Em altura o fluxo não será muito intenso, com o vortice de niveis altos centrado pouco a oeste da costa Alentejana...ainda assim, dado o fluxo de SW em altura vs SE á sfc, shear fraco mas rotacional deverá evoluir.

Assim sendo espera-se que alguns segmentos convectivos srurjam no golfo de Cadiz, e se extendam ao Algarve apoiados pela convergencia na dry line, num ambiente onde haverá forçamento dinamico, shear e CAPE suficientes para suster actividade com ciclos de vida razoavelmente longos.
O movimento lento dos sistemas atmosféricos implica o risco de que haja fenomenos de training.

*As condiçõe dinamicas deverão assim favorecer a ocorrencia de precipitação excessiva e granizo, não sendo de excluir uma tromba ou tornado dado o shear rotacional e a presença de LLCAPE robusto.




*


----------



## StormRic (28 Nov 2014 às 01:26)

Pressão continua em descida:














excepto no litoral centro/sul onde a precipitação foi mais forte.


----------



## StormRic (28 Nov 2014 às 02:25)

Depois da ligeira recuperação logo a seguir à passagem da frente a pressão volta a descer no litoral oeste centro e sul e continua a descida no resto do território.
Ver novamente a mensagem anterior http://www.meteopt.com/forum/topico...odelos-novembro-2014.7936/page-30#post-461210
a análise das 0h de hoje assinala já um núcleo a destacar-se do principal e a situar-se a oeste de Caminha:





Nas últimas 24h não houve um único registo de descargas eléctricas sobre o território ou no mar adjacente, pelo IPMA. A única descarga registada pelo AEMet foi hoje entre as 0h e a 1h a oes-sudoeste longe de Cascais.


----------



## Snifa (28 Nov 2014 às 08:26)

Bom dia,

olhando mais para a frente e segundo o ECMWF, vamos ver se é desta que começa a fazer algum frio mais típico da época, um pouco "futurologia" mas cá fica a carta para dia 7/12.






Aliás  e olhando aos modelos parece que a tendência após este evento é para rotação do vento para quadrante NE/N, portanto trazendo ar mais "fresco" de latitudes superiores embora estas ainda não estejam particularmente frias, o ECMWF está melhor que o GFS.. vamos ver


----------



## Firefigther (28 Nov 2014 às 09:23)

* _REGISTOS DO EXERCÍCIO_:
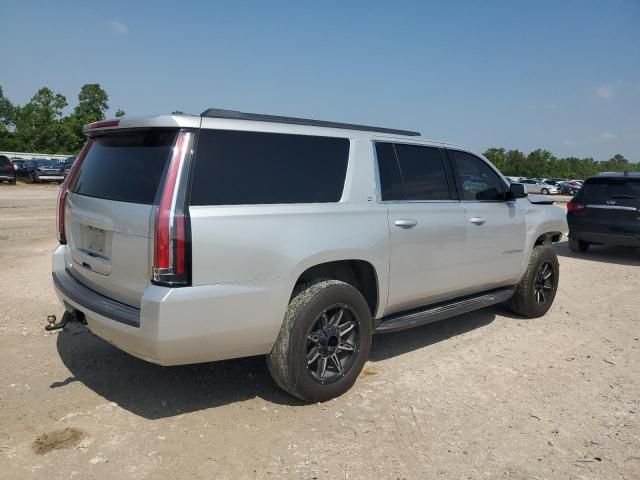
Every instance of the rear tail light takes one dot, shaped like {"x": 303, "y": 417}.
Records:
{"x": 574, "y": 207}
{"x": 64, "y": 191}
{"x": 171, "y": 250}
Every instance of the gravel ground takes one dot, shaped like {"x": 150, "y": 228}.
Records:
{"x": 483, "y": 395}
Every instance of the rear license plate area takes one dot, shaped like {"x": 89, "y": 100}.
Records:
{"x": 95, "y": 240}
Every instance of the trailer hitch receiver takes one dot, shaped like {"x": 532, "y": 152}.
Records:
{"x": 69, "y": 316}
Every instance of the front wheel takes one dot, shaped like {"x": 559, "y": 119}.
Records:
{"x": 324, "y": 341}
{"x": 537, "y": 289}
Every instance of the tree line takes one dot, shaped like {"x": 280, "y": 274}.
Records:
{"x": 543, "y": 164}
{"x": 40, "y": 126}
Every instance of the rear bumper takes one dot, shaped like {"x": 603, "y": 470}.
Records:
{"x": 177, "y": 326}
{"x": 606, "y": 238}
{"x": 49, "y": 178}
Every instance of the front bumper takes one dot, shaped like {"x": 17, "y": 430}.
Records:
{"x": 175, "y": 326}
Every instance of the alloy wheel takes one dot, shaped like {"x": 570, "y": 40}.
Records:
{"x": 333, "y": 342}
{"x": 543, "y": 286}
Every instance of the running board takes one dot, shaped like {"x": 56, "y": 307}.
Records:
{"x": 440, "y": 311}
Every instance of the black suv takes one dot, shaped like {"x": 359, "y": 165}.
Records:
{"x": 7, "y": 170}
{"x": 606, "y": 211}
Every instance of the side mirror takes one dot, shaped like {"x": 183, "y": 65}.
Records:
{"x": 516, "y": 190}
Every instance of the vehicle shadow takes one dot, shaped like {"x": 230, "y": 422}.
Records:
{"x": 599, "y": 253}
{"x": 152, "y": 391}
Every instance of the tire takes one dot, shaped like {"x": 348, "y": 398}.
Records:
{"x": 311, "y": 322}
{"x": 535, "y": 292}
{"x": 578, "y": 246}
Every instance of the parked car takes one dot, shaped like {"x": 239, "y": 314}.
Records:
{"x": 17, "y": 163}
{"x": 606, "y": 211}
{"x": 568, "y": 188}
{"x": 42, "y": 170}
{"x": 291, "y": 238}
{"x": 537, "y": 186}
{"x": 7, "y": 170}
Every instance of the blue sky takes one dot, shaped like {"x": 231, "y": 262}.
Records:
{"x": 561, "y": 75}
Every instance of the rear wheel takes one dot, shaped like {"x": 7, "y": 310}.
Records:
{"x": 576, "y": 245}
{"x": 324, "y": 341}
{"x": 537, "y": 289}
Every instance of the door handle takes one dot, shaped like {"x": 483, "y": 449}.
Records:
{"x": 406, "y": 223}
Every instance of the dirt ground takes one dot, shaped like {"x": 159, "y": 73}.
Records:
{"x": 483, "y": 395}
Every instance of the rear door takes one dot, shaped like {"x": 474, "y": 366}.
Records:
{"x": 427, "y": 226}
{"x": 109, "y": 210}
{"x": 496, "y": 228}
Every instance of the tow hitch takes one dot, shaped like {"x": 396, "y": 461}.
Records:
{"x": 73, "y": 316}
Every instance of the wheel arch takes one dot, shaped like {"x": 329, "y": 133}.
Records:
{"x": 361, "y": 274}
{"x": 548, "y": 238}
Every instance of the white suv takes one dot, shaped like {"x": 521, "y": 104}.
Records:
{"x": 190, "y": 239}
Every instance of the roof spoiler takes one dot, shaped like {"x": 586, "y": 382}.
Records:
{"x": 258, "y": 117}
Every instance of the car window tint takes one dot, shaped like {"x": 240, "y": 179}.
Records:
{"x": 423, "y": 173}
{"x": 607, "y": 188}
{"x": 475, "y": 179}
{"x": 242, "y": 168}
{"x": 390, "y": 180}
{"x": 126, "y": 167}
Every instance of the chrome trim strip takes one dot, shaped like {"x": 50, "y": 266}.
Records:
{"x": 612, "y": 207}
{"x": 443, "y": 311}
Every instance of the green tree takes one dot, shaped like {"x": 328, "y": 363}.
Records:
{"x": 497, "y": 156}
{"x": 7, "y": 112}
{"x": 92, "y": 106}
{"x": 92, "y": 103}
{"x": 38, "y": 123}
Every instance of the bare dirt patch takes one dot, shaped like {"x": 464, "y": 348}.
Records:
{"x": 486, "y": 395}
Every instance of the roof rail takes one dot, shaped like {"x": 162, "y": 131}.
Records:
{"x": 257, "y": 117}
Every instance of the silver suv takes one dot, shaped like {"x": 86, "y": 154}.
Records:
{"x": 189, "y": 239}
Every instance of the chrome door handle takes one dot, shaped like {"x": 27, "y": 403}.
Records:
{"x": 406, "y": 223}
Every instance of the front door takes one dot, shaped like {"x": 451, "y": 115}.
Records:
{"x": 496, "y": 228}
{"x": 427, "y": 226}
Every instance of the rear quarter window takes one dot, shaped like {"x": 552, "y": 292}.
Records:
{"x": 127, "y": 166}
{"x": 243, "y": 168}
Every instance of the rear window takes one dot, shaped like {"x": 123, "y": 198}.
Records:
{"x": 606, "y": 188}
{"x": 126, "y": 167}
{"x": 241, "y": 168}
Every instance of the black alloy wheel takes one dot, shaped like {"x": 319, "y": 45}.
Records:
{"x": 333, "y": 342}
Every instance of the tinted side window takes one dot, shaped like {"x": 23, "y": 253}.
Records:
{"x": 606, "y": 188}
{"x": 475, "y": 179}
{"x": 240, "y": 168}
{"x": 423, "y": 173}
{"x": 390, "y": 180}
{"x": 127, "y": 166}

* _LISTA DE TAREFAS_:
1 – Segundo o documento de origem, onde se situava o núcleo que a análise das 0h assinala a destacar-se do principal?
2 – Conta as linhas dos registos que contêm a palavra "tree" e indica apenas esse número.

* _RESULTADOS POR TAREFA_:
1 – A oeste de Caminha.

2 – 2